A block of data
>> START

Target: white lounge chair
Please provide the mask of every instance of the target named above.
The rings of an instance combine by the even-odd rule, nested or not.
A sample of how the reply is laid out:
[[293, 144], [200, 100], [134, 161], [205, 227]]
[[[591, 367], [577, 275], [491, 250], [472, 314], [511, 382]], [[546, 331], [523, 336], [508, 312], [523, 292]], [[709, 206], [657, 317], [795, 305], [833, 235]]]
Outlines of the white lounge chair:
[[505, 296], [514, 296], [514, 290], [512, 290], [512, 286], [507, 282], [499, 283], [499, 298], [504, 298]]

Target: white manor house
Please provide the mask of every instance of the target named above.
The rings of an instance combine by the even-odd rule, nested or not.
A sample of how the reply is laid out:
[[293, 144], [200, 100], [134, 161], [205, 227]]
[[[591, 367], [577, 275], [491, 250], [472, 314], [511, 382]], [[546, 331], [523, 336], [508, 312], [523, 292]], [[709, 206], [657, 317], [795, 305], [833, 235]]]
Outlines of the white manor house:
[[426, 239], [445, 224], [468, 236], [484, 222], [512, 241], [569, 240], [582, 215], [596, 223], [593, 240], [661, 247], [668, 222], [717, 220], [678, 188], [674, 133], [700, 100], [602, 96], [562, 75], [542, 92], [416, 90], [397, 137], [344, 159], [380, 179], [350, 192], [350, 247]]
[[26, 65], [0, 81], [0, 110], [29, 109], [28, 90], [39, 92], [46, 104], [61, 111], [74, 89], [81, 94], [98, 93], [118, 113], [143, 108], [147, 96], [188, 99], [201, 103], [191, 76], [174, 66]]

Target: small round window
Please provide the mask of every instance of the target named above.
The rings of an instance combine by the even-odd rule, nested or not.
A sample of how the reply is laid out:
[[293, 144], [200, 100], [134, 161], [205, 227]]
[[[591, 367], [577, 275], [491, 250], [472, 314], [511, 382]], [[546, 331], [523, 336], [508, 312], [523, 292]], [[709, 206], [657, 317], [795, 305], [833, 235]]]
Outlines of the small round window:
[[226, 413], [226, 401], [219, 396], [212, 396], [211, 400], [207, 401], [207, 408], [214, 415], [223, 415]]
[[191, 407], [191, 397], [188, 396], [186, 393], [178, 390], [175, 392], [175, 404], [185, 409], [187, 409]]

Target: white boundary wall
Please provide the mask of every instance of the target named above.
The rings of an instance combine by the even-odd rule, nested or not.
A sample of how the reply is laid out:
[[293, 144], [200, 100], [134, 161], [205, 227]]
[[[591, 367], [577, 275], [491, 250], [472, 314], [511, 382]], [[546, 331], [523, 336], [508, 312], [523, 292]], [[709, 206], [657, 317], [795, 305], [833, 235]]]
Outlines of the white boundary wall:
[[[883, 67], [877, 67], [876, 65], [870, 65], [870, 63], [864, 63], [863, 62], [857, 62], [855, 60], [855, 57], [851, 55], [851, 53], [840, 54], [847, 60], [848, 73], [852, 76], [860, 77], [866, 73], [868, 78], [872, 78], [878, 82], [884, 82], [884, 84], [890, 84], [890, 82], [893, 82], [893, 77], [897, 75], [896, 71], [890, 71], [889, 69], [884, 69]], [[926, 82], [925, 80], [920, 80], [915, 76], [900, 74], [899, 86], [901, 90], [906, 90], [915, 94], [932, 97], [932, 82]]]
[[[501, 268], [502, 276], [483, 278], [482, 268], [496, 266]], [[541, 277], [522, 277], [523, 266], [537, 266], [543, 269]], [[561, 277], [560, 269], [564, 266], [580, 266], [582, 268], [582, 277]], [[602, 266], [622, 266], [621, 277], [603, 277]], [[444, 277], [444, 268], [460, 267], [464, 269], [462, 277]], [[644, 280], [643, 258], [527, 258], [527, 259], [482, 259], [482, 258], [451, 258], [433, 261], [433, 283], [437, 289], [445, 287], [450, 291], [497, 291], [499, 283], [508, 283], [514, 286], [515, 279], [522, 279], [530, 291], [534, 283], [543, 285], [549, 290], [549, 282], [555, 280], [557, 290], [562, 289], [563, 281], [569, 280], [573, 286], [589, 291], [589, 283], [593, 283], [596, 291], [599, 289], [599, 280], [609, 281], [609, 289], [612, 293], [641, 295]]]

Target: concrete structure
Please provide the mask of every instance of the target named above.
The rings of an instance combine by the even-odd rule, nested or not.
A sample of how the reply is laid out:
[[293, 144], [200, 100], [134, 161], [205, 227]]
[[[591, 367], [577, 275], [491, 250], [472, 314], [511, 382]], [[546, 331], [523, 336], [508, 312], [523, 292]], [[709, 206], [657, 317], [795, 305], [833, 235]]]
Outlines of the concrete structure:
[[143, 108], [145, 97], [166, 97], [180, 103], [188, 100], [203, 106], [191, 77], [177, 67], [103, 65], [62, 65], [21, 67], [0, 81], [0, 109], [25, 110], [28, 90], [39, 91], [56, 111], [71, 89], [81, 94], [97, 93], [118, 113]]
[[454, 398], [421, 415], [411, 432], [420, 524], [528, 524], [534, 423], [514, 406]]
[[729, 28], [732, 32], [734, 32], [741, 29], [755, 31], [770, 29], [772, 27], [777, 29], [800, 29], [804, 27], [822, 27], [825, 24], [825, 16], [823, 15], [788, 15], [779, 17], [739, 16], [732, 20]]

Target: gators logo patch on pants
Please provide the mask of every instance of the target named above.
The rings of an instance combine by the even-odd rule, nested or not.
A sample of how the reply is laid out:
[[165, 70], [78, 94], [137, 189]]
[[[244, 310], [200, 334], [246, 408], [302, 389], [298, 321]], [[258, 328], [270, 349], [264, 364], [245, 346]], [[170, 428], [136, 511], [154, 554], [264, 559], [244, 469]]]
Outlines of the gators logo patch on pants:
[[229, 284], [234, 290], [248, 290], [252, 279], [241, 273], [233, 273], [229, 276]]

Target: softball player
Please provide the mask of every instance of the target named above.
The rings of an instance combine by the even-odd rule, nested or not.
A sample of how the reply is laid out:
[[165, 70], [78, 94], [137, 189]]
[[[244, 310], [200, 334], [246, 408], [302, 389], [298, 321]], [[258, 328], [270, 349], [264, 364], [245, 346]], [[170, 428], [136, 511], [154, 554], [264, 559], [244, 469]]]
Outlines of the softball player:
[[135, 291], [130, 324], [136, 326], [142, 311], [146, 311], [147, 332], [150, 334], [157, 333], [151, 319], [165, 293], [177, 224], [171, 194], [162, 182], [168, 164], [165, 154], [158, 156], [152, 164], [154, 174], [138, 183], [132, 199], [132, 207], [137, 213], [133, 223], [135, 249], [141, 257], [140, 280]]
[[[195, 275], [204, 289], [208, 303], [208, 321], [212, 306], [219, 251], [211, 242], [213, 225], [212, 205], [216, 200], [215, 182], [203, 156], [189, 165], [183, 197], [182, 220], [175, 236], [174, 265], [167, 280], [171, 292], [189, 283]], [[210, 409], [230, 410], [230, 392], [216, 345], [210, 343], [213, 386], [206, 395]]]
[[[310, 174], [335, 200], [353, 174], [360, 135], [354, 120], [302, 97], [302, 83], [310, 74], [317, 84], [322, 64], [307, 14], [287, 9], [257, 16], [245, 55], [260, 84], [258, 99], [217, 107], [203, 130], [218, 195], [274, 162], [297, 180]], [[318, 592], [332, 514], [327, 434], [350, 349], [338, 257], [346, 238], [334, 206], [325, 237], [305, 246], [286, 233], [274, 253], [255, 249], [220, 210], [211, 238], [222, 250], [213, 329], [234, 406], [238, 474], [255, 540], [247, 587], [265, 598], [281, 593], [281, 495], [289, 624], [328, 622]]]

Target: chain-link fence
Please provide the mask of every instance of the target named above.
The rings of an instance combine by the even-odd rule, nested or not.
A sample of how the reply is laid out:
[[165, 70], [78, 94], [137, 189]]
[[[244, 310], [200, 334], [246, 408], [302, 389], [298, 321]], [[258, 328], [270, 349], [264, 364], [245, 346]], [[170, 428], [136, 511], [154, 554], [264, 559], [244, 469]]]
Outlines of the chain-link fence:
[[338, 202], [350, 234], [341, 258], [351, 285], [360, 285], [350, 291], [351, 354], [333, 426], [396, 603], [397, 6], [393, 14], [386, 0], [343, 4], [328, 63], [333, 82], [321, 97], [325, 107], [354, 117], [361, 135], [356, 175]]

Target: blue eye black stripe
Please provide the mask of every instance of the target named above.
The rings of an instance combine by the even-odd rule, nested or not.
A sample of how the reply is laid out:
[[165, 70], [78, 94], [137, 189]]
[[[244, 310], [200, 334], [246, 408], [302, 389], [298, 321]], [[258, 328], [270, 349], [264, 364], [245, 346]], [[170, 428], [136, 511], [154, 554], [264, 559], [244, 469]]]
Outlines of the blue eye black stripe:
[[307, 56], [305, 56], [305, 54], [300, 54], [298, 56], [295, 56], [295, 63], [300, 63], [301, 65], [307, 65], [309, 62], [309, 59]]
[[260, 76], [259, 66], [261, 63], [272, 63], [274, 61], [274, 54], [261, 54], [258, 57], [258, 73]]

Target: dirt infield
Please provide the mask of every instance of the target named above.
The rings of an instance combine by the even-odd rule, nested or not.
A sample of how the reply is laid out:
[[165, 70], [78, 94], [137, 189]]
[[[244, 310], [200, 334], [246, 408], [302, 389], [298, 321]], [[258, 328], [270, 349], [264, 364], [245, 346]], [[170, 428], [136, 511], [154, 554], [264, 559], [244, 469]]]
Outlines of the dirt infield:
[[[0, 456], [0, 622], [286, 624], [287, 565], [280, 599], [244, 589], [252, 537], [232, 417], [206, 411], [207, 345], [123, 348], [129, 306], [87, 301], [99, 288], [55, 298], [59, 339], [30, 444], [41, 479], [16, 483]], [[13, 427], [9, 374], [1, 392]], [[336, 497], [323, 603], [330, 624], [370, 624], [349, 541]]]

>> END

### PROBLEM DESCRIPTION
Could you quote the data above word for word, from its first line through the line containing "298], [504, 298]]", with that line included?

### ANSWER TO THE TASK
Target: white lounge chair
Please provide the mask of every instance of the target named above.
The rings of an instance combine by the even-odd rule, nested or not.
A sample of how the reply is laid out:
[[293, 144], [200, 100], [134, 161], [205, 227]]
[[[591, 367], [577, 275], [491, 250], [472, 314], [511, 382]], [[546, 331], [523, 336], [508, 312], [523, 292]], [[709, 206], [657, 317], [795, 305], [833, 235]]]
Outlines of the white lounge chair:
[[505, 296], [514, 296], [514, 290], [512, 290], [512, 286], [507, 282], [499, 283], [499, 298], [504, 298]]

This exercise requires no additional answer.